• _EXERCISE OBJECTIVE_: Copy the stretch of the material from the line containing "TARGET = long brown hair" through the end of the material, putting "white" in place of "gray" and leaving everything else unchanged.

===== AVAILABLE RECORDS

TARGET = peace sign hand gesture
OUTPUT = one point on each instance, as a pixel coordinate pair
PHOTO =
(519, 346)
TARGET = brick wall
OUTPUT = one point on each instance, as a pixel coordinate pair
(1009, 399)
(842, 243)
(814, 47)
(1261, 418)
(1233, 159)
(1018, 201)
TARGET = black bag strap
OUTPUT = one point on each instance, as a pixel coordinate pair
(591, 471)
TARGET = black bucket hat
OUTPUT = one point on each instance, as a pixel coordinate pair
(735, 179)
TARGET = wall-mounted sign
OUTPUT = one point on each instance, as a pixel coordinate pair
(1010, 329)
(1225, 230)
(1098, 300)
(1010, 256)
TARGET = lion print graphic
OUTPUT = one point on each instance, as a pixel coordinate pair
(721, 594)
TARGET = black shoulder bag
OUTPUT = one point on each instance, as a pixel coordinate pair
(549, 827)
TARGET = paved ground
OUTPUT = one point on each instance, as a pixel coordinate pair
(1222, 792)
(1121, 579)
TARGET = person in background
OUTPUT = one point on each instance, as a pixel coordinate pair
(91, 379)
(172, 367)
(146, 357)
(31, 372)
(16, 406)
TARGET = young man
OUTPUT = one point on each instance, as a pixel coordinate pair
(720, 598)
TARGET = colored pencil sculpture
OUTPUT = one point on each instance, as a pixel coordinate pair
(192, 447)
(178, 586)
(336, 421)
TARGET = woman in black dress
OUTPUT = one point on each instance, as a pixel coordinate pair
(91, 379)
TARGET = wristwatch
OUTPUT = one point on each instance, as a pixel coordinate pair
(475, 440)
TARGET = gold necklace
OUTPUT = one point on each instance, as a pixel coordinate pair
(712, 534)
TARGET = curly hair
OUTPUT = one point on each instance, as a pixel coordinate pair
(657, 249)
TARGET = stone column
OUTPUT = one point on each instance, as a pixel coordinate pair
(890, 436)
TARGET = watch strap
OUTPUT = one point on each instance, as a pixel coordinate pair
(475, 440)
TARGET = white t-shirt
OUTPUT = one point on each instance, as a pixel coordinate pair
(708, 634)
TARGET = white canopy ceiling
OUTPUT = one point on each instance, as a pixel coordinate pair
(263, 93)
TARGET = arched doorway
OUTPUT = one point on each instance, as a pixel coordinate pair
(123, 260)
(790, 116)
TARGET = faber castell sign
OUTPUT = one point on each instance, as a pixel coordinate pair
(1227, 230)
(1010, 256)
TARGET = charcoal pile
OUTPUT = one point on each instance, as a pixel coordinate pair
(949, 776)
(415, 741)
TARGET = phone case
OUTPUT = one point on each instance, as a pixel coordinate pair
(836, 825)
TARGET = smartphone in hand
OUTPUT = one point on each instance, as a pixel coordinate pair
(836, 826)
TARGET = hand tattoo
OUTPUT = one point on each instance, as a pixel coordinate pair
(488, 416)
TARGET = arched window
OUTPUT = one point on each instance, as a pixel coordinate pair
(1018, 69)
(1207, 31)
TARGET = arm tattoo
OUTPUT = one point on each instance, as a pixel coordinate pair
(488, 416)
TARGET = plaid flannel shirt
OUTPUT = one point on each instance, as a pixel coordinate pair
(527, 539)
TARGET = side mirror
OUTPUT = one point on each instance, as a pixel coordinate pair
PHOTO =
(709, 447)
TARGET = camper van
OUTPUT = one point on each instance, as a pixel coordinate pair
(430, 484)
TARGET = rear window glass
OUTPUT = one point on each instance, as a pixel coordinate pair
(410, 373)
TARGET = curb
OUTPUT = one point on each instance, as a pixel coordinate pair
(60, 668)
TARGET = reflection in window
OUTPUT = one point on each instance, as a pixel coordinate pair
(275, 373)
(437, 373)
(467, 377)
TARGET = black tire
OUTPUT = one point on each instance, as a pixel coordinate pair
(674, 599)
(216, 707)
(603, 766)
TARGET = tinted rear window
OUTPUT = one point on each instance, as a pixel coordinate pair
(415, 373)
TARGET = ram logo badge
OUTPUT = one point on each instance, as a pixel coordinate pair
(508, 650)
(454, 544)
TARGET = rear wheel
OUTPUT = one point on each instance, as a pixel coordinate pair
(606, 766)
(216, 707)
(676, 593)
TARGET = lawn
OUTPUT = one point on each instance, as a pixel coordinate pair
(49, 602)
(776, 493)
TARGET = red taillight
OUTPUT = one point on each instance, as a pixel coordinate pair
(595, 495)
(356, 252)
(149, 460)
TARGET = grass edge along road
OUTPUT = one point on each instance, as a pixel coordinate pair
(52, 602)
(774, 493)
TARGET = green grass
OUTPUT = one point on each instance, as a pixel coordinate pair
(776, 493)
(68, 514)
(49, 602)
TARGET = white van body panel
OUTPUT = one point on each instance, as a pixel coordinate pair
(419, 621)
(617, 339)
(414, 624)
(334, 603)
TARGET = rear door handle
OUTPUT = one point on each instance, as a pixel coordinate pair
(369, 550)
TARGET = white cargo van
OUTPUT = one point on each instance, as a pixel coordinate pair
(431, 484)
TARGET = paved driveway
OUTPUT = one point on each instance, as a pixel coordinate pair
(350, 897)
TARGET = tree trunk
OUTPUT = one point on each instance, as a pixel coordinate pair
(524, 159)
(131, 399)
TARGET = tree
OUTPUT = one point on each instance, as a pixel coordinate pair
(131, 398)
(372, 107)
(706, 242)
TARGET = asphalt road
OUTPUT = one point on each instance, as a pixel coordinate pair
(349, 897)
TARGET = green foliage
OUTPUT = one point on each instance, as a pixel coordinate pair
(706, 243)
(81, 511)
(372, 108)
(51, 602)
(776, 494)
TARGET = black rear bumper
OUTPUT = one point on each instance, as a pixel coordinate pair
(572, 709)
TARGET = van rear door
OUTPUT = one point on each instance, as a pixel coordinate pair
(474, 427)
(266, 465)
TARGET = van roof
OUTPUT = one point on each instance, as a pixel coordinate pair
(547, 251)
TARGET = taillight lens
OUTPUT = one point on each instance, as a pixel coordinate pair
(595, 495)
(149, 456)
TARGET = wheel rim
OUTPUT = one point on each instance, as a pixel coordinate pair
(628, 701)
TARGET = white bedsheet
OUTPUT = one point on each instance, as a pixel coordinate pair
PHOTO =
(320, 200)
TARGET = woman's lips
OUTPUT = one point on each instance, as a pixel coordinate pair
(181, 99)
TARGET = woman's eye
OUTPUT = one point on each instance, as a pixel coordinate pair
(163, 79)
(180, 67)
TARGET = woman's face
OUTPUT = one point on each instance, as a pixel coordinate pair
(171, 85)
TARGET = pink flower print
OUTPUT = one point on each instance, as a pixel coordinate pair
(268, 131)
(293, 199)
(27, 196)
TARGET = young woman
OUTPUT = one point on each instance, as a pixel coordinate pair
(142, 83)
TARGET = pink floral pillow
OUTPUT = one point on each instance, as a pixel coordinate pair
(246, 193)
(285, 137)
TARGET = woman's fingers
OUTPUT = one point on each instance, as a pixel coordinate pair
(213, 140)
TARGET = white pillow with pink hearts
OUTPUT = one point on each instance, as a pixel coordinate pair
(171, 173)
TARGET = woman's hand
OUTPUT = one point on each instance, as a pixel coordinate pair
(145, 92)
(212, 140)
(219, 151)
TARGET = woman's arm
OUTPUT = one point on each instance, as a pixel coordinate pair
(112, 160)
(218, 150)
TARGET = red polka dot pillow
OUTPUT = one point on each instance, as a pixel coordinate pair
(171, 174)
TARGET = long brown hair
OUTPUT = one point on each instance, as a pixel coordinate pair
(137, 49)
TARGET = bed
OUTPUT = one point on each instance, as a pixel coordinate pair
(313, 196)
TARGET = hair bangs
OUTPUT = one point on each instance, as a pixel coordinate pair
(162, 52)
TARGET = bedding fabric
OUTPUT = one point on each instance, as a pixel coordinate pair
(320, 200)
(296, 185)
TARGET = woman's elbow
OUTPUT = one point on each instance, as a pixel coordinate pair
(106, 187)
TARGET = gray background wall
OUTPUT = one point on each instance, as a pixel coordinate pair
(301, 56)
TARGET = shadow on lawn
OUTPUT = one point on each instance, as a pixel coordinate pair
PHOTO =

==========

• _FINISHED ANSWER_:
TARGET = long brown hair
OUTPUT = one point on each instance, as a pixel coordinate pair
(137, 49)
TARGET = bed
OUTPUT = one point on each instance, as a pixel coordinate pair
(313, 196)
TARGET = hair bangs
OUTPUT = one point on each instance, as a pixel coordinate pair
(162, 52)
TARGET = bedding fabric
OUTPUT = one point on each instance, as a pixel coordinate pair
(320, 200)
(296, 185)
TARGET = woman's elbow
OUTPUT = one point on each instance, as a pixel coordinate pair
(106, 187)
TARGET = white background wall
OUTPUT = one point on each instance, as a pixel coordinate pair
(301, 56)
TARGET = shadow on lawn
OUTPUT = one point on each instance, as a pixel coordinate pair
PHOTO =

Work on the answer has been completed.